--- Data provided Enclosed Below ---
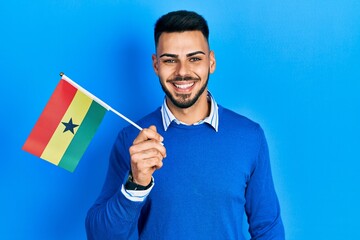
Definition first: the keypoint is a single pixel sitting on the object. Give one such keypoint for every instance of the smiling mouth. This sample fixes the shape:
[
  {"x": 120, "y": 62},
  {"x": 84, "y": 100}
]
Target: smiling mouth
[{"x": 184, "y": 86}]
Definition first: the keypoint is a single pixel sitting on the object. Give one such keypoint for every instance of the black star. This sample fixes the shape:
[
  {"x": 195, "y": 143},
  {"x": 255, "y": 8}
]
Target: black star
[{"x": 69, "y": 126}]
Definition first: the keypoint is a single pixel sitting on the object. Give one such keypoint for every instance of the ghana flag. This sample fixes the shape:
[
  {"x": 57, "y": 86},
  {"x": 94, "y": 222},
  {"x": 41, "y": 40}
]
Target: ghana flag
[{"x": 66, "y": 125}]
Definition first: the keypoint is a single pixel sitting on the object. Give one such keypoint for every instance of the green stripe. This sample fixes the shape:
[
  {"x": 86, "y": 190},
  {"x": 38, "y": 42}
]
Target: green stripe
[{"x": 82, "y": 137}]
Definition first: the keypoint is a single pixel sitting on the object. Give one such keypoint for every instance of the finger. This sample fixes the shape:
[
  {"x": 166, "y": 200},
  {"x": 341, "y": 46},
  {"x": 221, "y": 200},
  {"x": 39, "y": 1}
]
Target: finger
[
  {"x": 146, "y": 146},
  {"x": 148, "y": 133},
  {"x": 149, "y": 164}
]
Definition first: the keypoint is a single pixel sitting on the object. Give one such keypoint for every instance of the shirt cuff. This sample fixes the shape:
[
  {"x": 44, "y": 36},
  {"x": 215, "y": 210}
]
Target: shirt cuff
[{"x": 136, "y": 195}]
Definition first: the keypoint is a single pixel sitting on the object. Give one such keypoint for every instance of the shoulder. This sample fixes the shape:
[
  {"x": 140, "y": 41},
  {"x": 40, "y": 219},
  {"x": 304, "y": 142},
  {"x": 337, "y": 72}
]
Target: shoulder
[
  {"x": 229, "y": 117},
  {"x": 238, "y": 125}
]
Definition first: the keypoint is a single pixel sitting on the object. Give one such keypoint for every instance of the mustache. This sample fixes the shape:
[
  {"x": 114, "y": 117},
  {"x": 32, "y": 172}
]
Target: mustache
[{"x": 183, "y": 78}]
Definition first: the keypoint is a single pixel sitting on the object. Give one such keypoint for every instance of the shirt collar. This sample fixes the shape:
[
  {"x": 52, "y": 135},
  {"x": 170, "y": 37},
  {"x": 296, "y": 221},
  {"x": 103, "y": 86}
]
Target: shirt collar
--- End of Enclosed Data provided ---
## Problem to work on
Transcribe every entry above exactly as it stands, but skip the images.

## Answer box
Definition first: the keypoint is a single pixel sitting on the object. Give one such keypoint for every instance of the smiling mouth. This sample fixes the shape:
[
  {"x": 120, "y": 62},
  {"x": 84, "y": 100}
]
Target: smiling mouth
[{"x": 184, "y": 86}]
Definition first: the keypoint is a single pixel sitting on the object. Give one such keypoint for every instance of the black star. This sample fixes the shape:
[
  {"x": 195, "y": 143},
  {"x": 255, "y": 8}
]
Target: black star
[{"x": 69, "y": 126}]
Definition first: the keypoint is a single pixel sitting on the object. Give one such keypoint for every instance of the ghana flag. This sample fixes the shape:
[
  {"x": 57, "y": 86},
  {"x": 94, "y": 222},
  {"x": 41, "y": 40}
]
Target: ghana flag
[{"x": 66, "y": 125}]
Definition first: the keypoint is a single pixel sitting on the object. Give one such keypoint for every instance of the green stripe. This sample fixes the shape:
[
  {"x": 86, "y": 190},
  {"x": 38, "y": 42}
]
Target: green stripe
[{"x": 82, "y": 137}]
Definition first: the keypoint is a single pixel sitting on the object. Give one such keypoint for every instance of the finger. This sample fixes the shape:
[
  {"x": 166, "y": 200},
  {"x": 341, "y": 46},
  {"x": 221, "y": 200},
  {"x": 39, "y": 1}
]
Target: finger
[
  {"x": 146, "y": 146},
  {"x": 148, "y": 133},
  {"x": 149, "y": 164}
]
Definition first: the keypoint is a single pixel sitting on the object. Give one such keypoint for every instance of the shirt cuff. This sample fixes the shape:
[
  {"x": 44, "y": 36},
  {"x": 215, "y": 210}
]
Target: shirt cuff
[{"x": 136, "y": 195}]
Definition first: the keypoint is a single pixel sitting on the object. Give one such keypoint for every instance of the shoulder. This sample fixes the shape:
[
  {"x": 140, "y": 41},
  {"x": 40, "y": 219},
  {"x": 304, "y": 142},
  {"x": 337, "y": 72}
]
Target: shoulder
[
  {"x": 229, "y": 117},
  {"x": 238, "y": 125}
]
Definition first: the keypoint is a single pixel sitting on the object. Give one such keypoint for every instance of the mustache. This sample fixes the shape:
[
  {"x": 114, "y": 117},
  {"x": 32, "y": 172}
]
Target: mustache
[{"x": 183, "y": 78}]
Definition first: the keypoint is a single pixel sitting on the object. Give one such keypoint for every instance of the shirt collar. This sample fixes the shape:
[
  {"x": 52, "y": 135},
  {"x": 170, "y": 37},
  {"x": 296, "y": 221},
  {"x": 103, "y": 86}
]
Target: shirt collar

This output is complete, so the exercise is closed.